- Your assignment -
Only a verbatim restatement of the lines from the one with "Keypoint placement rule: for each instance of the leaf" through the end of the listing below is wanted. Pictures should be left out.

- Available records -
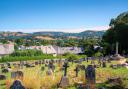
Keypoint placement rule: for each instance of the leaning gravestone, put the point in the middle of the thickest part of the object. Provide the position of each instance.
(76, 70)
(90, 77)
(5, 70)
(17, 85)
(64, 80)
(49, 72)
(104, 63)
(2, 77)
(17, 74)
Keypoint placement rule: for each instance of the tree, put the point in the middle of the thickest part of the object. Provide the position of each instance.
(118, 32)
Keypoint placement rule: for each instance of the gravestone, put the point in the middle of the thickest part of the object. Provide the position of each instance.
(17, 85)
(90, 77)
(49, 72)
(36, 63)
(104, 64)
(76, 70)
(42, 68)
(65, 68)
(17, 74)
(64, 82)
(2, 77)
(5, 70)
(51, 66)
(2, 66)
(8, 65)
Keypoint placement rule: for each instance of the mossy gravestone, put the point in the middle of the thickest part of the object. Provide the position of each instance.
(17, 85)
(90, 77)
(64, 80)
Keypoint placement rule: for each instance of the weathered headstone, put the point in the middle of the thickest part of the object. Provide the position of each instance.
(5, 70)
(2, 66)
(76, 70)
(90, 77)
(104, 64)
(49, 72)
(17, 85)
(17, 74)
(65, 68)
(64, 80)
(2, 77)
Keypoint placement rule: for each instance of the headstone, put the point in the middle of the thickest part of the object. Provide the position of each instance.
(36, 63)
(17, 74)
(104, 64)
(42, 68)
(5, 70)
(2, 66)
(49, 72)
(51, 66)
(2, 77)
(77, 70)
(90, 77)
(64, 82)
(65, 68)
(17, 85)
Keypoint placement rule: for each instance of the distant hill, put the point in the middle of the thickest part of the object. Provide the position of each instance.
(14, 35)
(81, 34)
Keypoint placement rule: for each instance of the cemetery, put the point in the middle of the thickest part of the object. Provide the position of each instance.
(87, 73)
(63, 44)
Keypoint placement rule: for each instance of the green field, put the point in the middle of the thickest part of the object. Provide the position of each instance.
(34, 77)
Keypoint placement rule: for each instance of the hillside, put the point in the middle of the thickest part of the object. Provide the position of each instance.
(53, 35)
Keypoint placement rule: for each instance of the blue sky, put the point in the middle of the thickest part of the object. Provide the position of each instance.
(58, 15)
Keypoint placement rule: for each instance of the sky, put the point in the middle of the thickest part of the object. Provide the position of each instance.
(59, 15)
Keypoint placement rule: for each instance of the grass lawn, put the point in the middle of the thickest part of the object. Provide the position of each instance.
(34, 77)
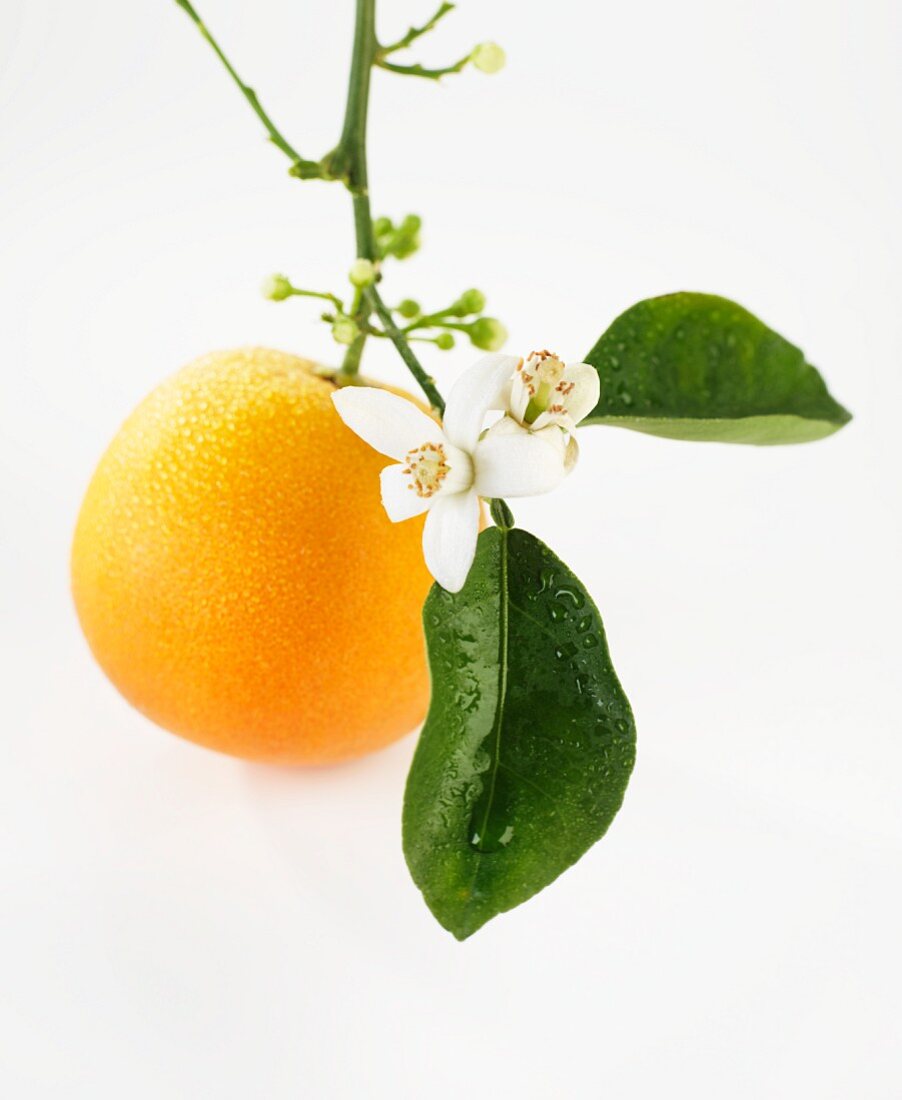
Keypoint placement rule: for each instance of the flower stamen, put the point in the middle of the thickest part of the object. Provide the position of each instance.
(427, 466)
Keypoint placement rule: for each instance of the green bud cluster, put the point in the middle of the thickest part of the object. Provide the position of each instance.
(399, 241)
(464, 315)
(276, 288)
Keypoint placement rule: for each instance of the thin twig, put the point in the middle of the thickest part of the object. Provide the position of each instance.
(416, 32)
(405, 351)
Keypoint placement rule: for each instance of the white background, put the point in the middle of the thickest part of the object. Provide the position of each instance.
(178, 924)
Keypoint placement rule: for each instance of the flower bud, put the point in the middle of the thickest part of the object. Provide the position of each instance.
(487, 333)
(488, 57)
(363, 273)
(276, 288)
(471, 301)
(344, 330)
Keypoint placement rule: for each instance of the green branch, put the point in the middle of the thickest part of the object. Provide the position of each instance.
(415, 32)
(420, 70)
(300, 166)
(397, 338)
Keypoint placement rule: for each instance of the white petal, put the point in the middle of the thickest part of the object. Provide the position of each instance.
(398, 497)
(449, 538)
(388, 424)
(519, 462)
(586, 389)
(476, 391)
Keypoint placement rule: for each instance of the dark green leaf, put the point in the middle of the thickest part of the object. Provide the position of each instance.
(529, 740)
(701, 367)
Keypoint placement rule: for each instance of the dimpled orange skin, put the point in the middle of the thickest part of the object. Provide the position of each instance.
(237, 576)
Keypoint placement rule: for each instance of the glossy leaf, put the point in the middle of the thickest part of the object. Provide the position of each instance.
(700, 367)
(529, 740)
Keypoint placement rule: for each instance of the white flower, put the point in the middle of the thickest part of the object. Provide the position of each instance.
(542, 391)
(444, 469)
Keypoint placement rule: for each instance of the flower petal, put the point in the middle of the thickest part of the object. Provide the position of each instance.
(586, 389)
(398, 497)
(517, 462)
(479, 389)
(449, 538)
(389, 424)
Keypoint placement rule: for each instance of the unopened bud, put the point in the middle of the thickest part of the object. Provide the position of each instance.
(409, 308)
(488, 57)
(487, 333)
(276, 288)
(344, 330)
(363, 273)
(471, 301)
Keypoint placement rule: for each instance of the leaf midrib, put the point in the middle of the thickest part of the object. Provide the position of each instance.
(504, 614)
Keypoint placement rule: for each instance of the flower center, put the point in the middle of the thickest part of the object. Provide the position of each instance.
(427, 468)
(542, 375)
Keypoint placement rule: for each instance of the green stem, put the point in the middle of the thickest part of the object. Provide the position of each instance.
(421, 70)
(349, 160)
(397, 338)
(249, 92)
(296, 293)
(416, 32)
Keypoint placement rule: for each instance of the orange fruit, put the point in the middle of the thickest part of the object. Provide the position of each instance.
(235, 574)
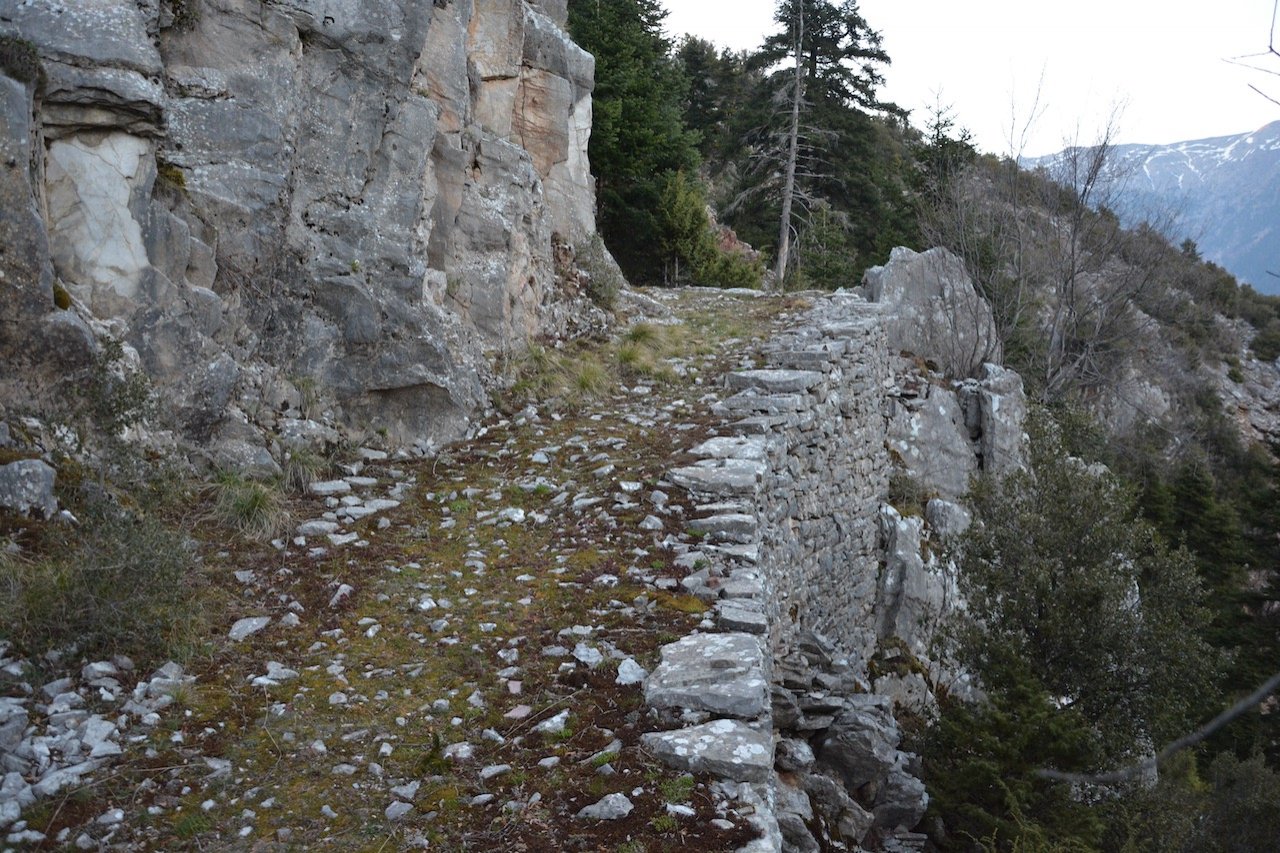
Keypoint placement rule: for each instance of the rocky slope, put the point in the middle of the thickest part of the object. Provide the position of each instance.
(266, 201)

- Answer to this problem -
Keypoint placement rule: for each instance of the leaf midrib, put the point in the middle of the thickest part of the object. Provide the position of each instance.
(504, 614)
Keypoint placement rule: for each instance of the flower center, put the point in the middle of the thickest part of the object. Provide the position of each instance.
(427, 468)
(542, 375)
Keypoint placement rule: for each instance of the green stem, put the point in the middle of the thickest part of the object. Provide the position of each instance.
(421, 70)
(349, 160)
(397, 338)
(249, 92)
(296, 293)
(416, 32)
Keypoint placement rule: for each instance of the orange fruit, put the point in the middle of the thickest part of the object. Provide the position of each instance.
(235, 574)
Keypoint placement rule: for each instance of the rocky slope, put the point in the middle of the thickest part of the object. Provide the position of each instance.
(266, 201)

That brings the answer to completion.